• **Tâche**
D'après l'extrait choisi, dans quelle ville l'Unab a-t-elle tenu son assemblée générale ?

La Wallonie 100 % bio, une attente des consommateurs ? Telle fut la question posée par l’Union des agrobiologistes belges (Unab) pour son assemblée générale organisée le 13 avril à Libramont. En guise de solutions, différents types de coopération furent présentés. Jan De Keyser, directeur agriculture de la BNP Paribas Fortis, y évoqua ses pistes de réflexion auprès des éleveurs présents.

Temps de lecture : 7 min

Optimiste, dynamique… Jan De Keyser sait y faire avec son public. Non sans un certain humour, il le bouscule et le pousse à se remettre en question.

L’homme est issu de milieu agricole et y a bossé après ses études durant près de 20 ans. Vente d’aliments pour bétail, importation et vente de paillettes ; il se construit une solide expérience dans le secteur avant de rejoindre le milieu des banques. « Lorsqu’on arrive à la quarantaine, c’est le moment d’acheter une moto, de changer de femme ou de boulot… j’ai opté pour la troisième solution pour le plaisir de ma compagne », s’amuse-t-il à raconter.

Une manière de se légitimer et de poser la question quant au réel intérêt d’une banque pour le milieu agricole.

Un intérêt particulier pour les banques

« L’agroalimentaire est le secteur le plus important en Belgique, bien plus que celui de l’automobile ou de la chimie. Et le secteur primaire y est indéniablement connecté. »

Il l’explique également par le faible impact qu’ont eu les crises (financière, économique…) de cette dernière décennie sur le secteur agricole. Ensuite, la nature cyclique de l’industrie (l’équilibre de l’offre et la demande) crée une attitude d’épargne quand le marché se porte bien.

• **Données fournies**
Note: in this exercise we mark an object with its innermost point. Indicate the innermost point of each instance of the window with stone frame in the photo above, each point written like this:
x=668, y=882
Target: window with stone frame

--

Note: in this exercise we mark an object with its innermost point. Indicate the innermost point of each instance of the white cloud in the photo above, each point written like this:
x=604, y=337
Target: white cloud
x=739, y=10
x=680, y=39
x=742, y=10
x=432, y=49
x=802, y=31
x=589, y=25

• **Réponse**
À Libramont.